WORK TASK A:
In the text on the Pakistan floods, substitute "crops" for "harvest" and write out the passage from "More than one-third" to "of this catastrophe.".
WORK TASK B:
Pick up the text on the Pakistan floods after its last sentence and keep it going.

EXCERPT TO READ:
┄┄┄┄┄┄

Helping Hands & Partners help in the flooded areas of Pakistan
"This used to be our child development center. My friends and I went to school here. But now some of them are dead, and many more are injured and sick. Our child development center and my home are completely destroyed. We live in camps and there is no food, no water and no electricity. It is hot and I can’t sleep, especially when my little brother cries in the dark. I’ve lost all my books in the flood. I miss my child development center and my friends and my teacher! I don’t know where they are. Please help us, we no longer have a home!“
The story of 9-year-old Sahil from Pakistan is only one of many stories with a similar ending. The devastating flood in Pakistan at the beginning of August has brutally robbed many children of their future. And yet Sahil is not just one of many, but rather a little boy with very individual needs, with his own pain, hopes and dreams. Just a short while ago he attended a child development center (CDC) run by Helping Hands’ local partner in the north of Pakistan. Now he stands helplessly in front of the ruins of his world.
More than one-third of the country has been flooded. About 20 million people have been significantly affected — 10 times the number of people affected in the recent Haiti flooding. Many of the people have lost everything: their homes, their meager belongings, their harvest and their animals. Some are sleeping in the open air; others were able to find shelter in schools or public buildings. The list goes on. There is hardly any food or drinking water available and the hygiene situation is catastrophic. Children especially are at risk of disease transferred by the dirty water. The country is almost completely helpless in the face of this catastrophe.

┄┄┄┄┄┄

EXERCISE DATA:
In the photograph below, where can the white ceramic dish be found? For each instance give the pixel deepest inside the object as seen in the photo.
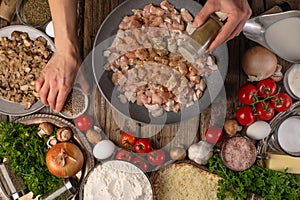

┄┄┄┄┄┄

EXPECTED ANSWER A:
More than one-third of the country has been flooded. About 20 million people have been significantly affected — 10 times the number of people affected in the recent Haiti flooding. Many of the people have lost everything: their homes, their meager belongings, their crops and their animals. Some are sleeping in the open air; others were able to find shelter in schools or public buildings. The list goes on. There is hardly any food or drinking water available and the hygiene situation is catastrophic. Children especially are at risk of disease transferred by the dirty water. The country is almost completely helpless in the face of this catastrophe.

EXPECTED ANSWER B:
Helping Hands already supported emergency and long-term rehabilitation projects after the devastating earthquake in 2005. Now three CDCs have been severely affected again. National co-workers visited the area and, in conversation with the local people, developed initial plans for emergency relief and long-term help.
“We urgently have to help these people,” writes the national Pakistani leader. “The villages are almost completely destroyed. The people live in the open air. We have to help quickly!“
There is currently a major life-saving relief need. The rehabilitation will come later. Through initial emergency efforts, 1,600 families (approximately 12,800 people) will receive tents, mattresses, blankets, medicines, hygiene items and food for three months. The longer-term plans include the construction of interim shelters and the rebuilding of destroyed homes as well as rehabilitation programs for children.
Helping Hands has been working with a local partner for 15 years in numerous development projects as well as emergency relief and is convinced that the help reaches the people who need help.